◆ **Entries**

****************

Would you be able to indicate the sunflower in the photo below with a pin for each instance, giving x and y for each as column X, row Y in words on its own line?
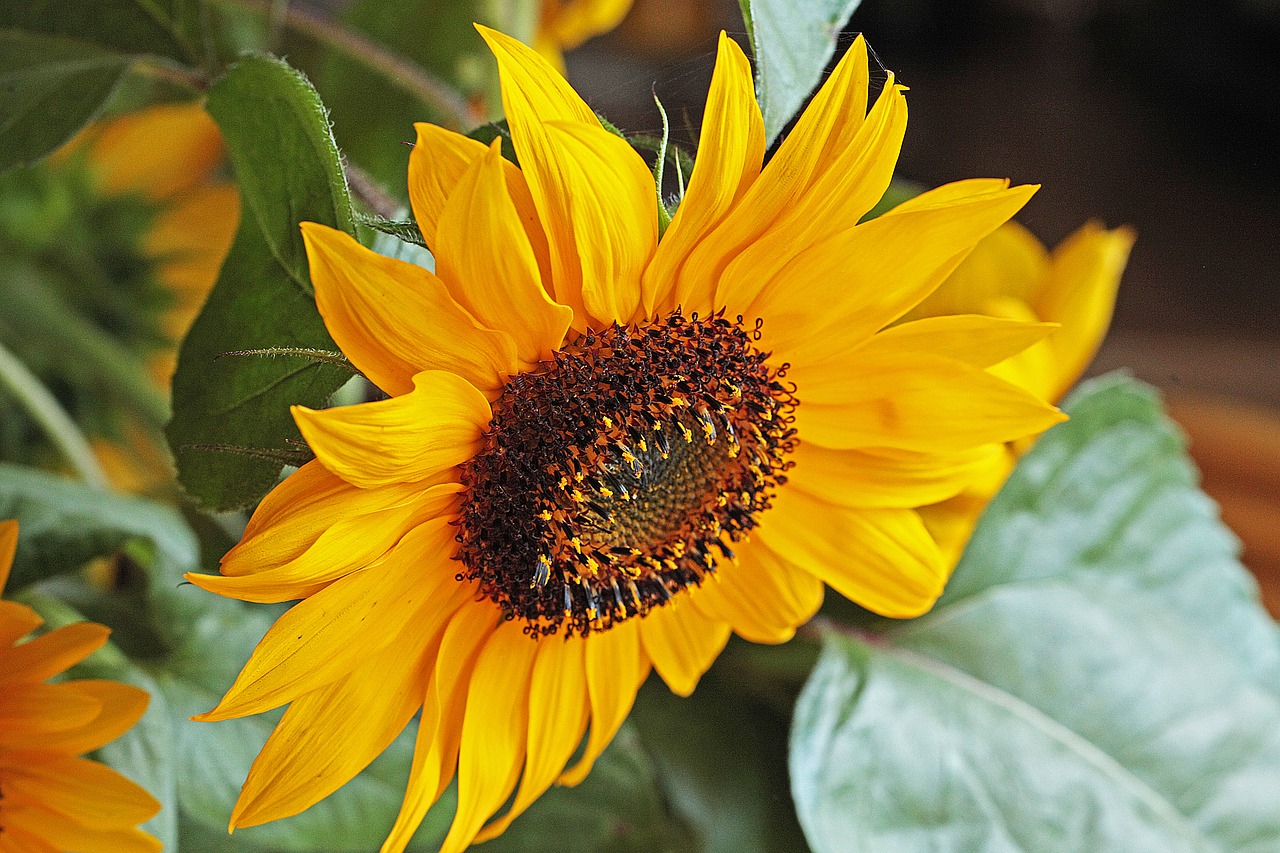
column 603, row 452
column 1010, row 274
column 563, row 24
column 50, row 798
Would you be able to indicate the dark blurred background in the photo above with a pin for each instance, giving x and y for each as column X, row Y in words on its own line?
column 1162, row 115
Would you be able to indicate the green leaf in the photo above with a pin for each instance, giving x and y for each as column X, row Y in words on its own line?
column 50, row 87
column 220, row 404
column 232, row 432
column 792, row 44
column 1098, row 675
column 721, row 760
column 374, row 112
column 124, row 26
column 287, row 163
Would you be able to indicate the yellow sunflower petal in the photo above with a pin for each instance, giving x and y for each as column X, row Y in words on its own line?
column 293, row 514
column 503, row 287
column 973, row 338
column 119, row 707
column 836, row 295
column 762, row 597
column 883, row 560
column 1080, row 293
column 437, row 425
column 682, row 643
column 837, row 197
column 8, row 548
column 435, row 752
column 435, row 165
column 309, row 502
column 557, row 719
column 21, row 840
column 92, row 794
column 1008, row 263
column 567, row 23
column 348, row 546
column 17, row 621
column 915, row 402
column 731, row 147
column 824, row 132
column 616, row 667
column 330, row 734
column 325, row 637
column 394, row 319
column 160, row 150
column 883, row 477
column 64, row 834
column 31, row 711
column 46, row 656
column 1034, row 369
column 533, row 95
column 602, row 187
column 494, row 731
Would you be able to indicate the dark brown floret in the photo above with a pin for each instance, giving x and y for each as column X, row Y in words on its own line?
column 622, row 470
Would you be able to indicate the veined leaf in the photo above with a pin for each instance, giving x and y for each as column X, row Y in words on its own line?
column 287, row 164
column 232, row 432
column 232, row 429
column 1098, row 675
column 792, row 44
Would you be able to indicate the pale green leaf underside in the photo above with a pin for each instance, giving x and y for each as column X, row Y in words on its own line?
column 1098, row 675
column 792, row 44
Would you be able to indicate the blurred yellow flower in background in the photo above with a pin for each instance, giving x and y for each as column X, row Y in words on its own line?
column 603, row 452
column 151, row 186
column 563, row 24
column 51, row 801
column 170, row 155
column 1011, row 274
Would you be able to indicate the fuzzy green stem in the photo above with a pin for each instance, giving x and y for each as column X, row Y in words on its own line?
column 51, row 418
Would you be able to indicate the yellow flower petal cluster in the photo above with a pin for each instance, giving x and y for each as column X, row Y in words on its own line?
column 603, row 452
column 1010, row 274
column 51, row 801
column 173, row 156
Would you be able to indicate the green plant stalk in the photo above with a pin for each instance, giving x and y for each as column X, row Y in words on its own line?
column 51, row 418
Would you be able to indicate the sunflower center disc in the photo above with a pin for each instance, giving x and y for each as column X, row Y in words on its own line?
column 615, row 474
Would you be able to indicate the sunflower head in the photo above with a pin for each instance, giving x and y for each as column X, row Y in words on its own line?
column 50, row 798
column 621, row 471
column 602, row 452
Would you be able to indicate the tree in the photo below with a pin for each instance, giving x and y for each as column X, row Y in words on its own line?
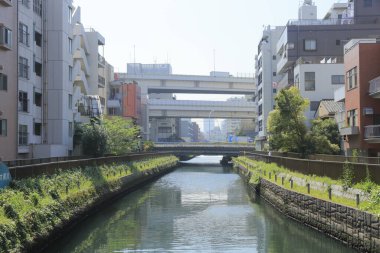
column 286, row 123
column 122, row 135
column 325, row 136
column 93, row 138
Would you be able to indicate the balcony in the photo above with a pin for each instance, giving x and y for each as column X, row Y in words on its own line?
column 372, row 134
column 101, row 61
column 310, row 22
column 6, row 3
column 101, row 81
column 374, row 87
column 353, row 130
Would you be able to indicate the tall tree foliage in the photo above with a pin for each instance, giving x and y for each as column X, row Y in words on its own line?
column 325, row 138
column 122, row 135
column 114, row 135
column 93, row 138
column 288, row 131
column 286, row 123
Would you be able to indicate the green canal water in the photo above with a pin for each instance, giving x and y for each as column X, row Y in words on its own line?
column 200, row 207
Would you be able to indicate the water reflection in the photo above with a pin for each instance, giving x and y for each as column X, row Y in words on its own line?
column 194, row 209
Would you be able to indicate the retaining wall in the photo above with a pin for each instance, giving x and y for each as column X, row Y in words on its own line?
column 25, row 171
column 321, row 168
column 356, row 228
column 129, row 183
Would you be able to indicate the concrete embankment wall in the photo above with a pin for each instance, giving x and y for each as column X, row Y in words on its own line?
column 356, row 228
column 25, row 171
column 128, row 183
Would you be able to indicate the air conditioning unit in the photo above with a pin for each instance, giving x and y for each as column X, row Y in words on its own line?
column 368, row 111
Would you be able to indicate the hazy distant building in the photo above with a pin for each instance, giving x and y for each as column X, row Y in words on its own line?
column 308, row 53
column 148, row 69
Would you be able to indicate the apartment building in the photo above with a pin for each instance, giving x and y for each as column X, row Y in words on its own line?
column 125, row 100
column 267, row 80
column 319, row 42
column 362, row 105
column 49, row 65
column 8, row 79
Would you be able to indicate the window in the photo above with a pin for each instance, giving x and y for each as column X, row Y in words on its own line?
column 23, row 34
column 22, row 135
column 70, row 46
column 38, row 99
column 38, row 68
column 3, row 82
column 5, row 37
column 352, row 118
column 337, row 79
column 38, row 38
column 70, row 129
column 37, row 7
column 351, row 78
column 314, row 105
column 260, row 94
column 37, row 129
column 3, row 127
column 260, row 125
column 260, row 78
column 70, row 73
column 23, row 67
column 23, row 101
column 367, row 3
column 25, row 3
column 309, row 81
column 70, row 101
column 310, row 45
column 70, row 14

****************

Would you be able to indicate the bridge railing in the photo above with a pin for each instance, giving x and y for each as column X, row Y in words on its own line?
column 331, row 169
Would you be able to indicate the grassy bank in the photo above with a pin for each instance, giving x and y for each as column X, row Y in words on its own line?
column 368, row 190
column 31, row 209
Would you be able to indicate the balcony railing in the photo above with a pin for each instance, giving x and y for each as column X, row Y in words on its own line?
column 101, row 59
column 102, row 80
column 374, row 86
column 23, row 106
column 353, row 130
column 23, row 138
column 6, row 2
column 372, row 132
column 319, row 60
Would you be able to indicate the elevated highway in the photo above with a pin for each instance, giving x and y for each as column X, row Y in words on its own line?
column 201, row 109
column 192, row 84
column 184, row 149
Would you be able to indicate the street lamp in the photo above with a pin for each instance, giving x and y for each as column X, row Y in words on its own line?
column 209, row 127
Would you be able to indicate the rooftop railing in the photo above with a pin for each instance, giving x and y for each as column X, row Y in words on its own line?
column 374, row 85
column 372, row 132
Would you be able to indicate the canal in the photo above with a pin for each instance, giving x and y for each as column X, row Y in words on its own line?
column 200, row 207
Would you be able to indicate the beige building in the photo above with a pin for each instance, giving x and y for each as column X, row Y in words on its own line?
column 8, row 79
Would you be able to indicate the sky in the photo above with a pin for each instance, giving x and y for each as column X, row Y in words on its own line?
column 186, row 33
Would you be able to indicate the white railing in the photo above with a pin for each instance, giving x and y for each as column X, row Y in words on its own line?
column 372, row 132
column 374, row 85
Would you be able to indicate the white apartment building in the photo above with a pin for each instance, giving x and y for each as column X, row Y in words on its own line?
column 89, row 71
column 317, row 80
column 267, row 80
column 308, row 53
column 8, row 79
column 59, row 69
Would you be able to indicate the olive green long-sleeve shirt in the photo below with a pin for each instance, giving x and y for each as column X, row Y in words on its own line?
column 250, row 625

****************

Lay out the stretch of the records from the line containing "Would you be able to indicate the white apartment" through the line containing "column 250, row 625" as a Markdown table with the columns Number and Line. Put a running row number under Number and each line's text under Line, leaving out any blank lines.

| Number | Line |
|---|---|
| 1 | Would you be able to indicate the white apartment building in the photo above with a pin for each instance, giving x and y for each as column X, row Y in words on its own line? |
| 2 | column 89, row 71 |
| 3 | column 317, row 80 |
| 4 | column 267, row 80 |
| 5 | column 308, row 53 |
| 6 | column 8, row 79 |
| 7 | column 59, row 69 |
| 8 | Would you be able to indicate the olive green long-sleeve shirt in the photo below with a pin for each instance, giving x and y for each as column X, row Y in words on its own line? |
| 9 | column 250, row 625 |